DIRECTIONS:
The response should consist of every record, reproduced exactly.

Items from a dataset

========

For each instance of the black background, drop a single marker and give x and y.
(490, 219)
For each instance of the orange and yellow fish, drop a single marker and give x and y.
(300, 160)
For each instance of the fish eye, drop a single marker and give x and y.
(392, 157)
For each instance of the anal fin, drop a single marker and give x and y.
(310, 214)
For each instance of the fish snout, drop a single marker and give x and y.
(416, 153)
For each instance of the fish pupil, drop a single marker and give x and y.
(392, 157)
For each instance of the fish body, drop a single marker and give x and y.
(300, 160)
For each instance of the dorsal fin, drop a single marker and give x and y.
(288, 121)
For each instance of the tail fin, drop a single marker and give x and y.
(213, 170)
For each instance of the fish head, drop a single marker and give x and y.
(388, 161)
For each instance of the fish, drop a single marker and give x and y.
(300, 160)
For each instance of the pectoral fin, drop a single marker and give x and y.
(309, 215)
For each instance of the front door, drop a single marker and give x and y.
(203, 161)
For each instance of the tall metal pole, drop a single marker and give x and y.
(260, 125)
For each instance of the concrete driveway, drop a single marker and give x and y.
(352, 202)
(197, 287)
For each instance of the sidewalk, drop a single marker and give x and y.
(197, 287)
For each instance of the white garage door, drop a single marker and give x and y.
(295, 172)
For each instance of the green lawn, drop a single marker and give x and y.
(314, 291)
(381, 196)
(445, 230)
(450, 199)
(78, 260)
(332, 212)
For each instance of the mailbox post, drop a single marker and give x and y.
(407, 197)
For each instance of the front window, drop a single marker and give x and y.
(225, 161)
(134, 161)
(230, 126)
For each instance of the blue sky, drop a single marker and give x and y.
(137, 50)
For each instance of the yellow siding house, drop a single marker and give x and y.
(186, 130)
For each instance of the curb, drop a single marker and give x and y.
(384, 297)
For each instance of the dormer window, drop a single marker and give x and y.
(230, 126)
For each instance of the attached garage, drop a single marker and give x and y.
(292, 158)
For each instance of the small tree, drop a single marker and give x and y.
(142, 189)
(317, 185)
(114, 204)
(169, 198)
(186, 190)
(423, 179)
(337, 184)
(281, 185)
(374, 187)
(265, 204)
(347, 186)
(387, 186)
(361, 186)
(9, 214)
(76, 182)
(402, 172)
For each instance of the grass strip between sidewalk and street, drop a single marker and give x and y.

========

YOUR RESPONSE:
For each instance of the black background, drop a single marker and give x and y.
(490, 219)
For each instance of the orange and yellow fish, drop a single marker and give x and y.
(300, 160)
For each instance of the fish eye, drop a single marker and give x and y.
(392, 157)
For each instance of the anal fin, drop a single marker and give x and y.
(310, 214)
For each instance of the fish snout, drop a single marker and give x and y.
(416, 153)
For each instance of the fish pupil, drop a single marker and give x and y.
(392, 157)
For each instance of the fish body, drop a single marker and give x and y.
(300, 160)
For each instance of the dorsal fin, drop a single marker and give x and y.
(288, 121)
For each instance of the tail fin, drop a single marker and give x and y.
(213, 170)
For each instance of the fish head, drop a single marker and give x and y.
(388, 161)
For each instance of the fish, drop a single marker and give x and y.
(300, 160)
For each instance of the pectoral fin, drop a single marker and give x and y.
(309, 215)
For each instance of the front door, drop a single marker and give x and y.
(203, 161)
For each instance of the tall metal pole, drop a single marker and give x and y.
(260, 125)
For each instance of the concrete driveway, drop a single marker and give x and y.
(352, 202)
(197, 287)
For each instance of the sidewalk, drop a single marker and give x and y.
(197, 287)
For each instance of the white garage door, drop a single marker and give x and y.
(295, 172)
For each instance of the green lawn, drop a single marker and give x and y.
(314, 291)
(381, 196)
(445, 230)
(450, 199)
(78, 260)
(332, 212)
For each instance of the mailbox post, drop a single marker and give x and y.
(407, 197)
For each instance of the front window, drop a single marker and give x and y.
(225, 161)
(134, 161)
(230, 126)
For each instance of the blue sky, drop a single marker and give x and y.
(137, 50)
For each instance of the yellow siding house, drop a single marker and give x and y.
(186, 130)
For each instance of the curb, drop a single marker and give x and y.
(384, 297)
For each instance of the dormer window, drop a single marker and give x and y.
(230, 126)
For each instance of the attached garage, drop a single marker and give x and y.
(292, 158)
For each instance of the small tree, drop a single marker and give x and y.
(142, 189)
(317, 185)
(114, 204)
(169, 198)
(186, 190)
(423, 179)
(337, 184)
(281, 185)
(374, 187)
(265, 204)
(347, 186)
(387, 186)
(361, 186)
(9, 214)
(76, 182)
(402, 172)
For each instance of the grass strip between sidewalk and street, drop a single marker and give x and y.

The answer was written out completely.